WORK INSTRUCTION 1: Reproduce the passage of the Kindle Vella post, everything from "One question that" down to "about indie-pub sales.".
WORK INSTRUCTION 2: List every number that the Kindle Vella post writes in digits.

SELECTED EXTRACT:
One question that has come up regards Amazon’s Kindle Vella. In case you haven’t heard, Kindle Vella is essentially a platform for monetizing short stories and serial works on a Kindle, which naturally made my ears perk up. As always, a little more personal writing income means I can afford a second indie-publishing venture — a full-fledged sequel to Civil Blood. There’s two drawbacks to Kindle Vella: the first is that it’s got a limit of 6,000 words per installment, which is a little short for my taste. The more difficult hurdle for me to get over is that you have to build your brand — it takes a lot of 99-cent stories to add up to a single traditionally-published short story in a magazine, which could net $500 or so. That’s the reality. I’m working on building an e-mail list, an important step in the whole author ecosystem, but I don’t have any illusions about indie-pub sales.

So, will I die before my dream goal is achieved and leave you all in the lurch? Well, I’m happy to say I’m fully vaccinated as of today. It’s not proof against being hit by a bus, but as Bill Murray said, “I got that going for me, which is nice.”

Stay cool.

In Which I Announce Unidentified Funny Objects, Volume 8!

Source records
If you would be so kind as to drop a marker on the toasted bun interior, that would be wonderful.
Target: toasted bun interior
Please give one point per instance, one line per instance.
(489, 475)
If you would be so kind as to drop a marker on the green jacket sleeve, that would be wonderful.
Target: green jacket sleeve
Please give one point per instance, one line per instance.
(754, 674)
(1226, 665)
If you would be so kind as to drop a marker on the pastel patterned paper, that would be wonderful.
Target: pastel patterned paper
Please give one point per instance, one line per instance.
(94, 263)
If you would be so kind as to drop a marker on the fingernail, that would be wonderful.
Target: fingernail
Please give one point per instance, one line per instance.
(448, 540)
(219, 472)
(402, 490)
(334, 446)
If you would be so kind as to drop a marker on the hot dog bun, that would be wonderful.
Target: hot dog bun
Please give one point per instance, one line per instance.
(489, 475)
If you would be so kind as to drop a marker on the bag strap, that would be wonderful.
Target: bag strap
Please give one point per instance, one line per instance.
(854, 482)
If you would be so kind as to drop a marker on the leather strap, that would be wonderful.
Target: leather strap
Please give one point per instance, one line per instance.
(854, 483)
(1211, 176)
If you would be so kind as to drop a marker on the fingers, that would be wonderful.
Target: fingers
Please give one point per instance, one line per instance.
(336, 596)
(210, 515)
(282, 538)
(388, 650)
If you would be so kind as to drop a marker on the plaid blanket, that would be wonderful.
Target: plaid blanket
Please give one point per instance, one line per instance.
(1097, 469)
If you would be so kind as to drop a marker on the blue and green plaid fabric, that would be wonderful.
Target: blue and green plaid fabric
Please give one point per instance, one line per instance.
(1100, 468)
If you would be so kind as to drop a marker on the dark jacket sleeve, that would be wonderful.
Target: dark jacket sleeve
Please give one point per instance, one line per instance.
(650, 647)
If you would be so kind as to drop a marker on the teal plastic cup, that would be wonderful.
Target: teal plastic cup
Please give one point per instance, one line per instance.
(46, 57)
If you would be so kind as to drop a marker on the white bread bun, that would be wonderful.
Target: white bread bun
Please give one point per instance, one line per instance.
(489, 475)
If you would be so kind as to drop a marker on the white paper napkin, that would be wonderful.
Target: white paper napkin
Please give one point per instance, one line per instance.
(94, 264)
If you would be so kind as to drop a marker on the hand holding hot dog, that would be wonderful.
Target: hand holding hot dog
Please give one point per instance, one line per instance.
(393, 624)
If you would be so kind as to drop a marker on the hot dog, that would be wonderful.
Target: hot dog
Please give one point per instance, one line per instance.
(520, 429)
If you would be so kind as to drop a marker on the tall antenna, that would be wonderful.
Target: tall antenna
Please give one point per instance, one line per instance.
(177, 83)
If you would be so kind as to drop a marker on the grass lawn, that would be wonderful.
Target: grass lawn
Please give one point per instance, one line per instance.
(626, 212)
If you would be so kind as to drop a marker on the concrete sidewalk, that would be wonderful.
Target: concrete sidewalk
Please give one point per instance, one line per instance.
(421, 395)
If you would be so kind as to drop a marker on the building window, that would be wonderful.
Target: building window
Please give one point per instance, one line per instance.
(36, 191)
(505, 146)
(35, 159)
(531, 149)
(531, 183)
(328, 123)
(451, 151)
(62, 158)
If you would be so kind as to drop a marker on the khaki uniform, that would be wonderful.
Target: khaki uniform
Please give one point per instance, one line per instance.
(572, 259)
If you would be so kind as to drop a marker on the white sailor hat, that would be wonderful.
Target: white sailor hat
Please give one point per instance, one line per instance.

TASK RESULT 1:
One question that has come up regards Amazon’s Kindle Vella. In case you haven’t heard, Kindle Vella is essentially a platform for monetizing short stories and serial works on a Kindle, which naturally made my ears perk up. As always, a little more personal writing income means I can afford a second indie-publishing venture — a full-fledged sequel to Civil Blood. There’s two drawbacks to Kindle Vella: the first is that it’s got a limit of 6,000 words per installment, which is a little short for my taste. The more difficult hurdle for me to get over is that you have to build your brand — it takes a lot of 99-cent stories to add up to a single traditionally-published short story in a magazine, which could net $500 or so. That’s the reality. I’m working on building an e-mail list, an important step in the whole author ecosystem, but I don’t have any illusions about indie-pub sales.

TASK RESULT 2:
- 6,000 (the word limit per installment)
- 99 (99-cent stories)
- $500 (what a magazine short story could net)
- 8 (Unidentified Funny Objects, Volume 8)